Dataset excerpts –
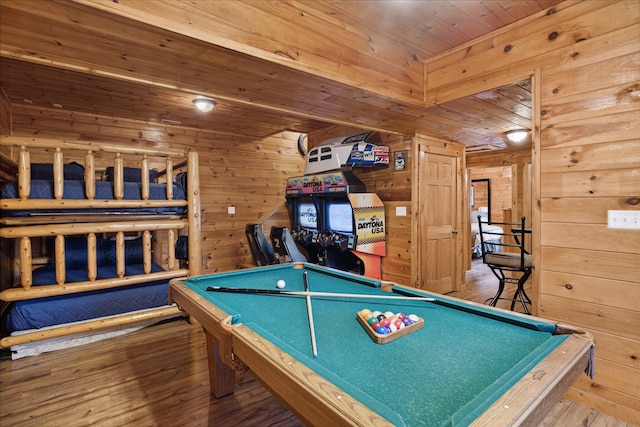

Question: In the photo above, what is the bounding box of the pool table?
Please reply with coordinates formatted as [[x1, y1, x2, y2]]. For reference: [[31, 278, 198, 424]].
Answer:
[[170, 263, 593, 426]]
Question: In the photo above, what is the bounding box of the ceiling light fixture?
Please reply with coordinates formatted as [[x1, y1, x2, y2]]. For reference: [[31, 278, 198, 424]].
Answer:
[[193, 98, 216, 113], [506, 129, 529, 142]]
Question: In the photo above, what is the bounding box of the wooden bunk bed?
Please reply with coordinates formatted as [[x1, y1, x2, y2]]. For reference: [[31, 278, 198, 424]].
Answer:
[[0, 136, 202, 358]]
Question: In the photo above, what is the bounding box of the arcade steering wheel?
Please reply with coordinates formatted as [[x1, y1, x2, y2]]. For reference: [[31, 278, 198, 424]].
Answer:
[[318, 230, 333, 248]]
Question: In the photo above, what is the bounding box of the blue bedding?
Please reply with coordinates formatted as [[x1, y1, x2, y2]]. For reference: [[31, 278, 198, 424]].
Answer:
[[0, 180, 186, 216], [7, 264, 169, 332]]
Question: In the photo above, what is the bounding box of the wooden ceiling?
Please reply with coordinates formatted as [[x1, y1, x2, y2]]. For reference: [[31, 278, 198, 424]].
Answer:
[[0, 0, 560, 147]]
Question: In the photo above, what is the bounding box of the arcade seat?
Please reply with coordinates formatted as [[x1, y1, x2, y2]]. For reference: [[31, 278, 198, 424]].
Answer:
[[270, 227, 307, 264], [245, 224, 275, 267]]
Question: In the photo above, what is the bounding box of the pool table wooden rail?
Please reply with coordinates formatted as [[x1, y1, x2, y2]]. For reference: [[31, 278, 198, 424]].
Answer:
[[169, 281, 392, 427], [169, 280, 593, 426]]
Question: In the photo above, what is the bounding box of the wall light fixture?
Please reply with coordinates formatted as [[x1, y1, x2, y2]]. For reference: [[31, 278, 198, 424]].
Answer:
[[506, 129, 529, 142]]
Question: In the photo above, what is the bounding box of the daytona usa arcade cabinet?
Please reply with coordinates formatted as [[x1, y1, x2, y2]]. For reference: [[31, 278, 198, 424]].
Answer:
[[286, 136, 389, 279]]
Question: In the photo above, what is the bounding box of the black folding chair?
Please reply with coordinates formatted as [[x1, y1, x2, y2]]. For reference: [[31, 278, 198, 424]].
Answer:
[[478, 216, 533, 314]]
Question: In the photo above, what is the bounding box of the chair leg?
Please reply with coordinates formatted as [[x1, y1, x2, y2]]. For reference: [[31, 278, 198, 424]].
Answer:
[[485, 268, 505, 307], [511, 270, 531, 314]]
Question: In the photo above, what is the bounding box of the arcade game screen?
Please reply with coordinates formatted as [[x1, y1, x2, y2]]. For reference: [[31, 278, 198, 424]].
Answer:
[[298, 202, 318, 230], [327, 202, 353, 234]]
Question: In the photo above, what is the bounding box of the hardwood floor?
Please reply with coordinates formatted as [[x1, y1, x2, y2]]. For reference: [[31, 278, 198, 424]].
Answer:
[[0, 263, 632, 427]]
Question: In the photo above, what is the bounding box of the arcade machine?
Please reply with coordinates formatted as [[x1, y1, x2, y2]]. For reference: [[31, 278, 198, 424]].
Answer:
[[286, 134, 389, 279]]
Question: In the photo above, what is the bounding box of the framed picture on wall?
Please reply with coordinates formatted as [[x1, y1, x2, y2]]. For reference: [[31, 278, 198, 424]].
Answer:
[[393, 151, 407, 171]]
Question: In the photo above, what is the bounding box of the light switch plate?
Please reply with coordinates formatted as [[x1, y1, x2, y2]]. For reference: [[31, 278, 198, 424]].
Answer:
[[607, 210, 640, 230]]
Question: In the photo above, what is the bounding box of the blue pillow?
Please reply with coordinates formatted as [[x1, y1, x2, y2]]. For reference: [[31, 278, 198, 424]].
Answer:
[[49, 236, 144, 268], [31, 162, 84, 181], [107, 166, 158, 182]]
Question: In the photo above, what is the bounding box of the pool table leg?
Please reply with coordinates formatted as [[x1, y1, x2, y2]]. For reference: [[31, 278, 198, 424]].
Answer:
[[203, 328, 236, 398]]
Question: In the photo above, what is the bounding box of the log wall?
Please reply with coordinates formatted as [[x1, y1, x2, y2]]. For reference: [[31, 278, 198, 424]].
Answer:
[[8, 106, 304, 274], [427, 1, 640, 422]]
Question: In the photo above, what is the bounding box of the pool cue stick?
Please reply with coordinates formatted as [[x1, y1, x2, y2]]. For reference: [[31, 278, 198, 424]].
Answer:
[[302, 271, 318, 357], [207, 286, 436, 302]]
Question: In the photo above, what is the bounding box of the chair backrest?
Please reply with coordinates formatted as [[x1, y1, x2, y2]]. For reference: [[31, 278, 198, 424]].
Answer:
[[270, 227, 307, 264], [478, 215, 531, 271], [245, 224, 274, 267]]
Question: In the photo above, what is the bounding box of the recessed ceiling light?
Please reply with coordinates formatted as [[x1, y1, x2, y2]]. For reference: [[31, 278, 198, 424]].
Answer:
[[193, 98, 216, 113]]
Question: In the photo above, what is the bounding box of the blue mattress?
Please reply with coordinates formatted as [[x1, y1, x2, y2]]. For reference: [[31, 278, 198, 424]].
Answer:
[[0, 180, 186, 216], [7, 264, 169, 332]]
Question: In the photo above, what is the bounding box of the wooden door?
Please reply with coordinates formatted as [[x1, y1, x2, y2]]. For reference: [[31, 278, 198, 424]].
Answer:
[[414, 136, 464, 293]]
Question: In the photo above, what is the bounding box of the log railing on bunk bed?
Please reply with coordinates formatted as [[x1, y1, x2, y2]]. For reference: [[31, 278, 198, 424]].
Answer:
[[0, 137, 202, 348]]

What this task involves – Reproduce every entry with each "photo" replaced by "image" and all other text left as it is. Omit the pictures from the output.

Worked solution –
Question: In the image above, what is the bounding box of the pool table?
Please reply with coordinates formatted as [[x1, y1, x2, y2]]. For reference: [[31, 278, 198, 424]].
Answer:
[[170, 263, 593, 426]]
Question: In the image above, what is the bounding box of the ceiling light fixture?
Please reply with coordinates formatted as [[x1, y1, x2, y2]]. For reference: [[31, 278, 198, 424]].
Answer:
[[193, 98, 216, 113], [506, 129, 529, 142]]
Question: In the image above, what is the bounding box of the wooden bunk bed?
Please reply with coordinates formatted as [[x1, y1, x2, y2]]. For reference: [[31, 278, 198, 424]].
Answer:
[[0, 136, 202, 358]]
Question: In the image above, what is the bounding box of the arcade steering wheel?
Please reply with coordinates formatted as [[x1, y1, x2, y2]]. For reference: [[31, 278, 198, 424]].
Answer:
[[318, 230, 333, 248]]
Question: In the image above, what is the bounding box of the blue bedding?
Please reply with coordinates formatted as [[x1, y1, x2, y2]]. For reference: [[31, 278, 198, 424]].
Answer:
[[0, 180, 186, 216], [7, 264, 169, 332]]
Question: In the image above, what is the bounding box of the wooden ceiling?
Please reply with coordinates formatted as [[x1, y1, x2, y2]]. For reference: [[31, 278, 198, 424]].
Answer:
[[0, 0, 560, 147]]
Question: In the image above, what is the bounding box of the arcade seat?
Please reply with coordinates formatted as [[x1, y1, x2, y2]]. For reference: [[31, 278, 198, 424]].
Answer:
[[270, 227, 307, 264], [245, 224, 275, 267]]
Question: In the image above, what is the bounding box of the pool table wooden rail?
Please reply with coordinates formatted as [[x1, y1, x2, y2]]. For reference: [[31, 278, 198, 424]].
Answer:
[[169, 281, 392, 427], [169, 280, 593, 426]]
Question: In the image above, what is the bounding box of the wall light fixture?
Please reply with coordinates formatted as [[x1, y1, x2, y2]]. For reference: [[31, 278, 198, 424]].
Answer:
[[506, 129, 529, 142]]
Question: In the image above, what is the bounding box of the daytona usa arcade cabinet?
Please reply with coordinates formatted as [[x1, y1, x2, y2]]. For reference: [[31, 278, 198, 424]].
Answer:
[[286, 136, 389, 279]]
Question: In the image above, what is the bounding box of the black folding chair?
Please reply with coordinates formatted as [[x1, y1, x2, y2]]. For reference: [[31, 278, 198, 424]].
Answer:
[[478, 216, 533, 314]]
Question: In the image above, what is the bounding box of the chair leg?
Please reply with coordinates formatted as [[x1, y1, x2, y2]]. For reference: [[31, 278, 198, 424]].
Answer:
[[485, 268, 505, 307], [511, 270, 531, 314]]
Question: In the image above, what is the bounding box of the arcade game screen?
Please reply with coordinates formatted as [[x1, y1, x2, y2]]. For reference: [[31, 278, 198, 424]].
Answer:
[[298, 202, 318, 230], [327, 202, 353, 234]]
Question: In the image above, what is the bounding box of the hardwood floor?
Please reply with coordinates formatted as [[x1, y1, x2, y2]]. For reference: [[31, 278, 198, 424]].
Answer:
[[0, 263, 632, 427]]
Question: In the image above, what is the bounding box of the arcade machine?
Please reply with coordinates formatted as [[x1, y1, x2, y2]]. For reference: [[31, 278, 198, 424]].
Answer:
[[286, 134, 389, 279]]
Question: In the image above, what is the bounding box of the framed picture on wall?
Please reply with coordinates formatted as [[x1, y1, x2, y2]]. For reference: [[31, 278, 198, 424]].
Answer:
[[393, 151, 407, 171]]
Question: In the image above, what is the bounding box of the light switch plate?
Please reply with coordinates formatted as [[x1, y1, x2, y2]]. For reference: [[31, 278, 198, 424]].
Answer:
[[607, 210, 640, 230]]
Question: In the image above, what is the bounding box of the blue pillow?
Please reply with coordinates formatted as [[x1, y1, x2, y2]]. For reference: [[31, 278, 198, 424]].
Answer:
[[49, 236, 144, 268], [31, 162, 84, 181], [107, 166, 158, 182]]
Question: In the image above, what is the bounding box of the pool table leg?
Please reply with coordinates formatted as [[x1, y1, x2, y2]]. For reference: [[31, 278, 198, 424]].
Answer:
[[203, 328, 236, 398]]
Question: In the image above, what is the bounding box of the log wall?
Please reply with coordinates formatted as [[x1, y1, x2, y2]]. For reference: [[31, 278, 198, 424]].
Answer:
[[8, 106, 304, 274], [427, 1, 640, 422]]
Question: In the image above, what is the bounding box of the pool cue stick?
Please reply with coordinates formatted as [[x1, y1, x2, y2]]. For reference: [[31, 278, 198, 424]].
Answer:
[[302, 271, 318, 357], [207, 286, 436, 302]]
Question: In the image above, what is the bounding box of the chair backrest?
Please reply with coordinates formatted as [[x1, y1, x2, y2]]. For reference: [[31, 278, 198, 424]].
Answer:
[[270, 227, 307, 264], [478, 215, 531, 271], [245, 224, 274, 267]]
Question: In the image above, what is the bounding box of the recessed ceiling light?
Please reply with coordinates formatted as [[x1, y1, x2, y2]]. For reference: [[31, 278, 198, 424]].
Answer:
[[193, 98, 216, 113]]
Question: In the image above, what is the bounding box of the blue mattress?
Please reply with coordinates formatted as [[x1, y1, x2, y2]]. For reference: [[31, 278, 198, 424]].
Answer:
[[0, 180, 186, 216], [7, 264, 169, 332]]
Question: In the image above, what is the bounding box of the wooden door?
Please reply with coordinates formatted as [[x1, y1, x2, y2]]. For reference: [[31, 278, 198, 424]].
Answer:
[[414, 136, 464, 293]]
Question: In the image above, what is the bounding box of the log railing on bunk bed?
Please reply with coordinates formatted as [[x1, y1, x2, y2]]. For reference: [[31, 278, 198, 424]].
Answer:
[[0, 137, 202, 348]]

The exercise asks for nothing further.